The American Academy of Pediatrics (AAP) and its partners won a lawsuit that the Food and Drug Administration cannot delay review of e-cigarettes.
In 2017, the FDA said it would not require manufacturers of e-cigarette to have to provide information about e-cigarettes until 2022.
“The AAP applauds the judge’s ruling,” said AAP president Kyle Yasuda. “The FDA oversight over the sales and marketing of these harmful products has languished for too long. With the epidemic of e-cigarette use by teens, it is incumbent on the FDA to act expeditiously to hold manufacturers accountable for products that contain nicotine and harmful chemicals.”

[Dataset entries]
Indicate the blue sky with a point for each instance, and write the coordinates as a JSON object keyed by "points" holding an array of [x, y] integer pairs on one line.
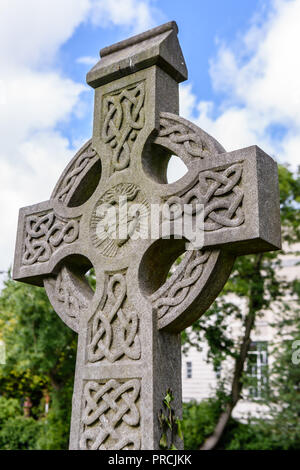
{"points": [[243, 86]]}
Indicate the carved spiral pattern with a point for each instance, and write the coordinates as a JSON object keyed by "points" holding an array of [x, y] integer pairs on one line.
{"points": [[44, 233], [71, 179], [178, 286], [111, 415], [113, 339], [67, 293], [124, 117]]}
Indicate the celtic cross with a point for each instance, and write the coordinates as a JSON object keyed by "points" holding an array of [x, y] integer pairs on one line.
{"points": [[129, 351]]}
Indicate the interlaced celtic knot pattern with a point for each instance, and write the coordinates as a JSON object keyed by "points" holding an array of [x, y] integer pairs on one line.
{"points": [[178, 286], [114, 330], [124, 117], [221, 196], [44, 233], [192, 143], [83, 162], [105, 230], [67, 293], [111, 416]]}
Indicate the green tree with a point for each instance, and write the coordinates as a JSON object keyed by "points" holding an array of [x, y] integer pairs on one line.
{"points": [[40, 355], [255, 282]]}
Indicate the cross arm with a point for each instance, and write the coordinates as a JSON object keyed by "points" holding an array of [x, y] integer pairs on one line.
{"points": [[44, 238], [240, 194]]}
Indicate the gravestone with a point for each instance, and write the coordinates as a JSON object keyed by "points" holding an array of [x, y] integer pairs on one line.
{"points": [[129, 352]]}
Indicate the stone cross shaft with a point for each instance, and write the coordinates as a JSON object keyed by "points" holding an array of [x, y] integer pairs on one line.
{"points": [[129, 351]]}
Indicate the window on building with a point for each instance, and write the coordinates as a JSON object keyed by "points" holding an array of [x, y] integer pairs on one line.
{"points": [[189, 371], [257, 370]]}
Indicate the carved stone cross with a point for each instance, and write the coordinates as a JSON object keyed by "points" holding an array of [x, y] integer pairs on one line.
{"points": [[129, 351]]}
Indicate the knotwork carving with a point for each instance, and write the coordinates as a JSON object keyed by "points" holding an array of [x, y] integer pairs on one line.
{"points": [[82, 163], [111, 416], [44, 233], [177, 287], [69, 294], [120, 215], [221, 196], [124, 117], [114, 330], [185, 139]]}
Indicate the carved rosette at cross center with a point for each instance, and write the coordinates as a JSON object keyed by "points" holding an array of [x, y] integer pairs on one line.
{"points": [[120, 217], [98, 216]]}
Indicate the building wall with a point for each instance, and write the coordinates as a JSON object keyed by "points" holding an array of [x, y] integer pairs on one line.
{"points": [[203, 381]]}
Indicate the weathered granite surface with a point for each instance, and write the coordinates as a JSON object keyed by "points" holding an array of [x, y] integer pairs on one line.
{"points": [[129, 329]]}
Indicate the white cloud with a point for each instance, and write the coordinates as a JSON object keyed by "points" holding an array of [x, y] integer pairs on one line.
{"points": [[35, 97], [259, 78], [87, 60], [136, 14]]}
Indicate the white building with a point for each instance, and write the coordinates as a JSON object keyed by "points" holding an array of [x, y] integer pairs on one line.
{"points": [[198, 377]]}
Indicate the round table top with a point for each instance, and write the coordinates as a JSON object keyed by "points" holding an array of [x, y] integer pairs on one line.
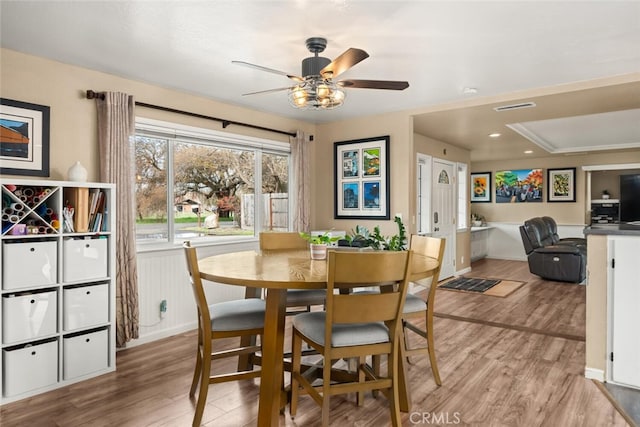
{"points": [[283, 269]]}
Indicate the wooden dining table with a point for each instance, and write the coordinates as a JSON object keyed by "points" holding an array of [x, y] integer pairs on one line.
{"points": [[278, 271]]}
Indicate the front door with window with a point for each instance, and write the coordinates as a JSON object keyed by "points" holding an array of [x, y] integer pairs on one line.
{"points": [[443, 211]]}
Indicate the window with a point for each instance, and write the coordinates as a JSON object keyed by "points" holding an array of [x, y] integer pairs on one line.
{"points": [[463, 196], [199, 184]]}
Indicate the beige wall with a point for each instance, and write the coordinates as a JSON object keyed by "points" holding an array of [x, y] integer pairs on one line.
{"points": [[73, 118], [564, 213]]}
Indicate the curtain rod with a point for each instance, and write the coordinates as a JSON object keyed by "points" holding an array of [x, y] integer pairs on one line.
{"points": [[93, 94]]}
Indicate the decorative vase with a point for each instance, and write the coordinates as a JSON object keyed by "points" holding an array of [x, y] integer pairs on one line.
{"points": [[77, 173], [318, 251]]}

Tasks to carry out →
A: Quote the passage from the text about the AAP's lawsuit over FDA e-cigarette review, beginning at the words "The American Academy" and stopping after "e-cigarettes until 2022.".
B: Write the next part of the text about the AAP's lawsuit over FDA e-cigarette review, picking up after its final sentence.
The data above is independent of the text about the e-cigarette lawsuit.

Answers to the problems →
A:
The American Academy of Pediatrics (AAP) and its partners won a lawsuit that the Food and Drug Administration cannot delay review of e-cigarettes.
In 2017, the FDA said it would not require manufacturers of e-cigarette to have to provide information about e-cigarettes until 2022.

B:
Along with the AAP, its Maryland Chapter, American Cancer Society Cancer Action Network, American Heart Association, American Lung Association, Campaign for Tobacco-Free Kids, Truth Initiative and five pediatricians sued the FDA, Department of Health and Human Services and the heads of both agencies saying the delay in review would put children at risk since there is evidence that children have access to e-cigarettes despite the age of purchase being 18. The National Academies of Science, Engineering and Medicine found that those who use e-cigarettes are more likely to transition to traditional cigarettes.
“It is now the FDA’s responsibility,” the health groups said, “to take immediate action to protect our kids and require manufacturers to apply to the FDA if they want to keep their products on the market, including products like Juul that have fueled the youth e-cigarette epidemic.”